[Records from a collection]
* * * * *

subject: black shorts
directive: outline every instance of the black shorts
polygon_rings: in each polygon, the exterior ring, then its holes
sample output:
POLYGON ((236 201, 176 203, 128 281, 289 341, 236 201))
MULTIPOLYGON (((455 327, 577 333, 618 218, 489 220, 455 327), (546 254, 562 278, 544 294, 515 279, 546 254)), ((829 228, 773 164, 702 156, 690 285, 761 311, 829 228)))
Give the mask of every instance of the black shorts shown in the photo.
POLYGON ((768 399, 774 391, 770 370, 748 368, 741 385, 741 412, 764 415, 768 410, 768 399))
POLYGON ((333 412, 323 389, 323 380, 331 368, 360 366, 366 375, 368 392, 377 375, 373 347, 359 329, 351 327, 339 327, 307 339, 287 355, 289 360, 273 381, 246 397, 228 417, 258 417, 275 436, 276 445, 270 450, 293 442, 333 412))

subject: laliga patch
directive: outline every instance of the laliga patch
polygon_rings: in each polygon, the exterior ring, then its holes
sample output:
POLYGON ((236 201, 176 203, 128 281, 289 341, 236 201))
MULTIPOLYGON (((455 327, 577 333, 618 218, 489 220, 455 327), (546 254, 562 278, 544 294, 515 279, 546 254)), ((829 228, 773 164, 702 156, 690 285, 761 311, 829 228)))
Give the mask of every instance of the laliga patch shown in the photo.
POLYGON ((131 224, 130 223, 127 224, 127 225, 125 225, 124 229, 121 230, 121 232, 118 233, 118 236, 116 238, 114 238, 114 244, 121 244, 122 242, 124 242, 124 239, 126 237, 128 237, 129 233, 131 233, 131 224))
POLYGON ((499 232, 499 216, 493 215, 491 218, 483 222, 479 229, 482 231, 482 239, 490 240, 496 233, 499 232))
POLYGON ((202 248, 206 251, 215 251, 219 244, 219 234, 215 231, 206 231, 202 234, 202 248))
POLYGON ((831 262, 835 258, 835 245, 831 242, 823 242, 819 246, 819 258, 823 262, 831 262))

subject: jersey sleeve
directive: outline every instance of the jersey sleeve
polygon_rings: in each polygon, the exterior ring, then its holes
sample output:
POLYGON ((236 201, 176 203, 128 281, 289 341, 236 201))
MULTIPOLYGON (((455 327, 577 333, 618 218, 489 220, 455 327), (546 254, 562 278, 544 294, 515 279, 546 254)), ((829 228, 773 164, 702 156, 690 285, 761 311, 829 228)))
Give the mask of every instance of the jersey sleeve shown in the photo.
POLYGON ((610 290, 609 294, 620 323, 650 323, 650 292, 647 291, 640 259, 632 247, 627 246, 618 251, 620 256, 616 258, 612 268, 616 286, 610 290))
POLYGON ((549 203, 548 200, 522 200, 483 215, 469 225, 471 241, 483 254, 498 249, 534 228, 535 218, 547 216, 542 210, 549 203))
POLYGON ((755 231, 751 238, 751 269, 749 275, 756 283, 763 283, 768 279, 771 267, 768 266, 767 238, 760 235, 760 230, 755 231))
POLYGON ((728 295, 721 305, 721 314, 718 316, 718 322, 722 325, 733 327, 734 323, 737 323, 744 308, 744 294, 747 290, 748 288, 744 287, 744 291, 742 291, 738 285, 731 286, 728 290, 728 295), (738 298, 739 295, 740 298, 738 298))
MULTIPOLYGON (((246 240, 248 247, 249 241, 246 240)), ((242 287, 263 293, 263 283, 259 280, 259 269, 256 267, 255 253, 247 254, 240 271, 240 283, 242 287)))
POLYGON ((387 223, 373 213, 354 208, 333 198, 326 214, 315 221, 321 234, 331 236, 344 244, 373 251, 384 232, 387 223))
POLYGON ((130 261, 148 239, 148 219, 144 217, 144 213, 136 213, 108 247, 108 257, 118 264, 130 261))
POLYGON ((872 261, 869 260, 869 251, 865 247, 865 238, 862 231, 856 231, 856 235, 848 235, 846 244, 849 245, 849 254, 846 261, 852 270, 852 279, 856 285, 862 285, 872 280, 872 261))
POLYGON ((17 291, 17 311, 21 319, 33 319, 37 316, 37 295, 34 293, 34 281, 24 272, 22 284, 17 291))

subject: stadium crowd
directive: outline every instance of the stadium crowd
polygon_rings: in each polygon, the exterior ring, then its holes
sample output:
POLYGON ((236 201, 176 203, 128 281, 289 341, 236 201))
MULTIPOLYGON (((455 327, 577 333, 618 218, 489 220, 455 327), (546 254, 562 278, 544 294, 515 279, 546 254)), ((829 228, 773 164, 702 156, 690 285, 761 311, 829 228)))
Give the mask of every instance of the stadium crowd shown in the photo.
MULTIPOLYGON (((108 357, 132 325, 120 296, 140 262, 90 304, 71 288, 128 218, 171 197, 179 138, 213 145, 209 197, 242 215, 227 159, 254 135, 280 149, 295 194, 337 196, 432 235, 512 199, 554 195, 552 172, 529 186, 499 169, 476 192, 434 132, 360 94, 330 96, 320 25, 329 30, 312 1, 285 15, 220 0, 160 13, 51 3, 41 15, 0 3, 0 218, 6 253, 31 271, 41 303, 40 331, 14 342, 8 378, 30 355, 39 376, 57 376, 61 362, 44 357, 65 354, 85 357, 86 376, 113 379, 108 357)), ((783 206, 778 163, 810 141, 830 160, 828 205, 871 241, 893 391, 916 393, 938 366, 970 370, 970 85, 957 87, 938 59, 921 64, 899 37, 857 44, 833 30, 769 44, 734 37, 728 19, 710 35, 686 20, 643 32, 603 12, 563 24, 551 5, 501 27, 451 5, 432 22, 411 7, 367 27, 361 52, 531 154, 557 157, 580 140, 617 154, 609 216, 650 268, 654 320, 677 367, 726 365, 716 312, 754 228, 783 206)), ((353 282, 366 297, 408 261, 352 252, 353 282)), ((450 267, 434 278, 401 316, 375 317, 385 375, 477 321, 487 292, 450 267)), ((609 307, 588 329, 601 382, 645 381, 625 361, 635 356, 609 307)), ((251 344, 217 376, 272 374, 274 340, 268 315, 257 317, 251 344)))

* * * * *

Copy the items from their first line through the line that contains "POLYGON ((831 262, 835", inclusive, and substitute "trace" for every "outline" while keeping all other text the same.

subject: black shorts
directive: trace every instance of the black shorts
polygon_rings: in each polygon, the exterior ring, then its holes
sample output:
POLYGON ((236 201, 176 203, 128 281, 289 341, 236 201))
MULTIPOLYGON (((455 327, 577 333, 618 218, 489 220, 455 327), (546 254, 562 278, 544 294, 515 279, 546 254)), ((829 228, 773 164, 702 156, 690 285, 761 311, 829 228)))
Give the mask of every instance of the black shorts shown in the photo.
POLYGON ((768 399, 774 391, 770 370, 748 368, 741 385, 741 412, 764 415, 768 410, 768 399))
POLYGON ((333 412, 323 389, 323 380, 331 368, 360 366, 366 375, 368 392, 377 375, 373 347, 359 329, 351 327, 339 327, 307 339, 287 355, 289 360, 273 381, 246 397, 228 417, 258 417, 275 436, 276 445, 270 450, 293 442, 333 412))

subject: laliga patch
directive: trace every instance of the laliga patch
polygon_rings: in each polygon, the exterior ring, then its holes
sample output:
POLYGON ((236 201, 176 203, 128 281, 289 341, 236 201))
MULTIPOLYGON (((455 327, 577 333, 618 218, 489 220, 455 327), (546 254, 562 278, 544 294, 515 279, 546 254)), ((829 228, 773 164, 702 156, 690 285, 761 311, 829 228)))
Give the mask of every instance of the laliga patch shown in the photo.
POLYGON ((131 224, 130 223, 127 224, 127 225, 125 225, 124 229, 121 230, 121 232, 118 233, 118 236, 116 238, 114 238, 114 244, 121 244, 122 242, 124 242, 124 239, 126 237, 128 237, 129 233, 131 233, 131 224))
POLYGON ((499 232, 499 216, 493 215, 491 218, 483 222, 479 229, 482 231, 482 239, 490 240, 496 233, 499 232))
POLYGON ((202 248, 206 251, 215 251, 219 244, 219 234, 215 231, 206 231, 202 234, 202 248))
POLYGON ((831 262, 835 258, 835 245, 831 242, 823 242, 819 246, 819 258, 823 262, 831 262))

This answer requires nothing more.